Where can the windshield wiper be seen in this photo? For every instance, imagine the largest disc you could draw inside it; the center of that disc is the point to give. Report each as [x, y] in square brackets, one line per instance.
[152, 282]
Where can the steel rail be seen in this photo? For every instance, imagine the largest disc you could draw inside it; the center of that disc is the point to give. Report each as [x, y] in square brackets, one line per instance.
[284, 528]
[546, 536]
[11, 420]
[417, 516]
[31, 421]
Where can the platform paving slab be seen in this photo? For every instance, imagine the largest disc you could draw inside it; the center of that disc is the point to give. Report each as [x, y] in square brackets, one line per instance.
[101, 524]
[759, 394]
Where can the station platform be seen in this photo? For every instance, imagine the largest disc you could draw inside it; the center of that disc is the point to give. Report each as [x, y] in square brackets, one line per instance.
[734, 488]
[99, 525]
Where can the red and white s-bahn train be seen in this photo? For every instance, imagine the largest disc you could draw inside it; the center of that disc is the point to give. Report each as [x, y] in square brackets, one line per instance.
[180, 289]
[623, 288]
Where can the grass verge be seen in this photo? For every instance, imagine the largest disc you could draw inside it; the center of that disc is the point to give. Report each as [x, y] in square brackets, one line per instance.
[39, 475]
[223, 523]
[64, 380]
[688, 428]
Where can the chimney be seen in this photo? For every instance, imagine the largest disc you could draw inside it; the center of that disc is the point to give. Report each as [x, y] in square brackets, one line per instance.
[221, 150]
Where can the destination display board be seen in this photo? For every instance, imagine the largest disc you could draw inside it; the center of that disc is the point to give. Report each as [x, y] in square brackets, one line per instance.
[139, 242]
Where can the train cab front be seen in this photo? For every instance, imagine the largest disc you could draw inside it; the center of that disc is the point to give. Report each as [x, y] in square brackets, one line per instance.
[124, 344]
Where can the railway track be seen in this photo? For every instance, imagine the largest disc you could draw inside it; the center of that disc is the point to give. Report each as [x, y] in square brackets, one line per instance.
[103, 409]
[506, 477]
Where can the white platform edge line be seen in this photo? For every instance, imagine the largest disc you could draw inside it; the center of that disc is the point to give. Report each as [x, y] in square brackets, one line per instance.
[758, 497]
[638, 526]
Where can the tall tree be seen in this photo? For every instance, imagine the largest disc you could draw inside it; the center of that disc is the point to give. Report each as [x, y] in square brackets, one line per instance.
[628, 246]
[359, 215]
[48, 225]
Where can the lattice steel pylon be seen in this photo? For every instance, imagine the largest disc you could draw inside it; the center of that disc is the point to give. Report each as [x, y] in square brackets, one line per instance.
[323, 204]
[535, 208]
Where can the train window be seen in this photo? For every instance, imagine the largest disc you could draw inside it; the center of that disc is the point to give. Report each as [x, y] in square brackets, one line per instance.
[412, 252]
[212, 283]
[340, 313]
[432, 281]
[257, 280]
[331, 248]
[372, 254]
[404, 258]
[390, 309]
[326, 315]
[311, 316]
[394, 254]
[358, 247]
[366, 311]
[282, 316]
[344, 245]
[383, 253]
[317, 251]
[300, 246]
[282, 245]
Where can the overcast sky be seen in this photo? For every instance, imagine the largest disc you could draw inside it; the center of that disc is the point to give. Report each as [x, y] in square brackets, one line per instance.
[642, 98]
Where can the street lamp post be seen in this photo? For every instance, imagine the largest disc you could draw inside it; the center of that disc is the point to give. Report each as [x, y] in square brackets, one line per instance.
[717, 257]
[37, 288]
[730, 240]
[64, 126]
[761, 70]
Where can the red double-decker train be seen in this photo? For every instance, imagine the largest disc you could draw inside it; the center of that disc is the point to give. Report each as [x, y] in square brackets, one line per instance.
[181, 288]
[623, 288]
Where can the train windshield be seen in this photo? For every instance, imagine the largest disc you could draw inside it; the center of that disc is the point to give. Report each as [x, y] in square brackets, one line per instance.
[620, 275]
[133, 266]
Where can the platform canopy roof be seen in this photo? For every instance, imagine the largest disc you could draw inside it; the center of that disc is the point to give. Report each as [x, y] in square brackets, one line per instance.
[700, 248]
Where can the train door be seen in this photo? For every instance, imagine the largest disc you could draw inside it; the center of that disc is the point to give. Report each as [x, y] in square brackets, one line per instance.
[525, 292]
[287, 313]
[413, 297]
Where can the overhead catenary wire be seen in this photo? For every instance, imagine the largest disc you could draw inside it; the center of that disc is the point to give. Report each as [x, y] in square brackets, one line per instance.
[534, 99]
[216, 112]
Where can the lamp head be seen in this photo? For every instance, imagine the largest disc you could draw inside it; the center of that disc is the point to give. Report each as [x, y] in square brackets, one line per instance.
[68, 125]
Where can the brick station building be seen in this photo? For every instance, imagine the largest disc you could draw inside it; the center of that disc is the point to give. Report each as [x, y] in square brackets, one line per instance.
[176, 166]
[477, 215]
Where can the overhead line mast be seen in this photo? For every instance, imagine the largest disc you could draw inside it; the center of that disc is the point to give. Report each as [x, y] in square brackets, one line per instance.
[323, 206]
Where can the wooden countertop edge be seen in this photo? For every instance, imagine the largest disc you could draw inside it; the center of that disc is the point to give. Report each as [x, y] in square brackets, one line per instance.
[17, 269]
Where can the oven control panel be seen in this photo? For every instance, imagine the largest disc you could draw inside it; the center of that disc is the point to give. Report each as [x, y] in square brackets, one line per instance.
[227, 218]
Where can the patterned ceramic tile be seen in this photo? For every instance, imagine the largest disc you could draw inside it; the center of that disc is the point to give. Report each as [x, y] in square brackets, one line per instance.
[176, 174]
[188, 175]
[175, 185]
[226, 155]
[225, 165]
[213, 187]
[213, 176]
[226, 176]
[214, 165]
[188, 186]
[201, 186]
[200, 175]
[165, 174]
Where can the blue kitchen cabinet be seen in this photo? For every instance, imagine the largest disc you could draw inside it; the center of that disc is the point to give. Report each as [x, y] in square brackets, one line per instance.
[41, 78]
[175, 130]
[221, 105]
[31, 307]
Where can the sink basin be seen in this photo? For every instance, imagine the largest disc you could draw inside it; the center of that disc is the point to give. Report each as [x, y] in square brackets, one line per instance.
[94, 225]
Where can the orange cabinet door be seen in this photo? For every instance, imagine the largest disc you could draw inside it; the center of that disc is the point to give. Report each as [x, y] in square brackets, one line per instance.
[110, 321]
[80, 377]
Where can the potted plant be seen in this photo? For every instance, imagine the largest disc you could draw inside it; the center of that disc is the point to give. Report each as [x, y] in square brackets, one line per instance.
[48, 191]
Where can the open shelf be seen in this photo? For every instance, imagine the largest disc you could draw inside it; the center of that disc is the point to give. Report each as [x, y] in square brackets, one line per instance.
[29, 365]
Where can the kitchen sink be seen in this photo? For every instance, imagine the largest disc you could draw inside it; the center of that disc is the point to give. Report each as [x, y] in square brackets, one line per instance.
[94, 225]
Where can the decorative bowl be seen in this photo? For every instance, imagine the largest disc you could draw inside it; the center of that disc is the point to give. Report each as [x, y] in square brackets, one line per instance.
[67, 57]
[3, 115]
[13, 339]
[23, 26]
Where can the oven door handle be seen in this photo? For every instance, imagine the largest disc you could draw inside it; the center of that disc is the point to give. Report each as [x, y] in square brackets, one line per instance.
++++
Write out exactly the lines of the entries above that run from the line containing "Where can the orange" through the last line, including both.

Where can the orange cabinet door be seen in this photo? For every instance, imagine the largest disc you could draw inside it; the center of that disc is the point to give. Report each as [x, y] in square brackets, one line per instance.
[110, 321]
[80, 377]
Where can the potted plant be seen in this photo? For every instance, imagine the largest disc you could draw inside it; the center of that disc is the point to give. Report each as [x, y] in square brackets, one line per instance.
[48, 191]
Where can the open shelf be seen in this photo? For every instance, imagine the largest disc you could draw inside it; the center of that disc is the point to give. Report each as [x, y] in square brackets, one line per instance.
[29, 365]
Where can the kitchen sink be seen in this photo? For every instance, imagine the largest disc you could draw inside it; the center of that disc is the point to give. Report each as [x, y] in square brackets, one line per instance.
[94, 225]
Where can the decorative bowl be seen in this photo? For every instance, imagine the largest disc you could draw inside it; the center of that disc is the point to give. Report each as [x, y] in square brackets, one line per instance.
[67, 57]
[3, 115]
[13, 339]
[23, 26]
Where can the oven door handle be seen in this photo? For every instance, imagine the largest disc you could draw inside it; the center of that disc is the point to give. Report each as [x, y] in square brackets, one line per instance.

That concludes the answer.